● **Task**
Would you repeat the entries below exactly and omit the pictures?

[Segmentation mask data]
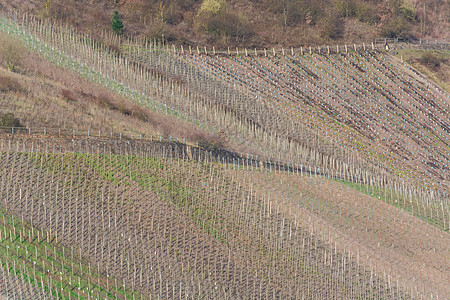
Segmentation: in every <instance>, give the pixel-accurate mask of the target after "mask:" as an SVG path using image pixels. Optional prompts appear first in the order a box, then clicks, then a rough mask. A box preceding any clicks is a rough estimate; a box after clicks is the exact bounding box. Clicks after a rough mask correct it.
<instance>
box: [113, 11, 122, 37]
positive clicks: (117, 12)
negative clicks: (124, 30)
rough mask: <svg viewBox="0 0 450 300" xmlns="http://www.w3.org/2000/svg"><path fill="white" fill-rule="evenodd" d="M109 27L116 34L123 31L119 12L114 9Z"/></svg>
mask: <svg viewBox="0 0 450 300" xmlns="http://www.w3.org/2000/svg"><path fill="white" fill-rule="evenodd" d="M111 27H112V30H113V31H114V32H115V33H117V34H122V33H123V22H122V20H121V19H120V16H119V12H118V11H117V10H116V11H114V14H113V17H112V20H111Z"/></svg>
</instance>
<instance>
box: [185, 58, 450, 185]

● **Task response**
Segmentation: in every <instance>, give the pixel-accurate mask of the target after "mask:" as an SVG path using image pixels. Optional prompts appear first in the order a box, then clicks, then a rough mask. A box preceding any clicks is a rough estimate; a box after clicks is the exact bounding box. Clicks after a rough mask correct it.
<instance>
box: [113, 11, 122, 37]
positive clicks: (117, 12)
negative clicks: (124, 30)
rough mask: <svg viewBox="0 0 450 300" xmlns="http://www.w3.org/2000/svg"><path fill="white" fill-rule="evenodd" d="M109 27L116 34L123 31L119 12L114 9Z"/></svg>
mask: <svg viewBox="0 0 450 300" xmlns="http://www.w3.org/2000/svg"><path fill="white" fill-rule="evenodd" d="M111 27H112V30H113V31H114V32H115V33H117V34H122V33H123V22H122V20H121V19H120V16H119V12H118V11H117V10H116V11H114V14H113V17H112V20H111Z"/></svg>
</instance>
<instance>
box: [185, 58, 450, 185]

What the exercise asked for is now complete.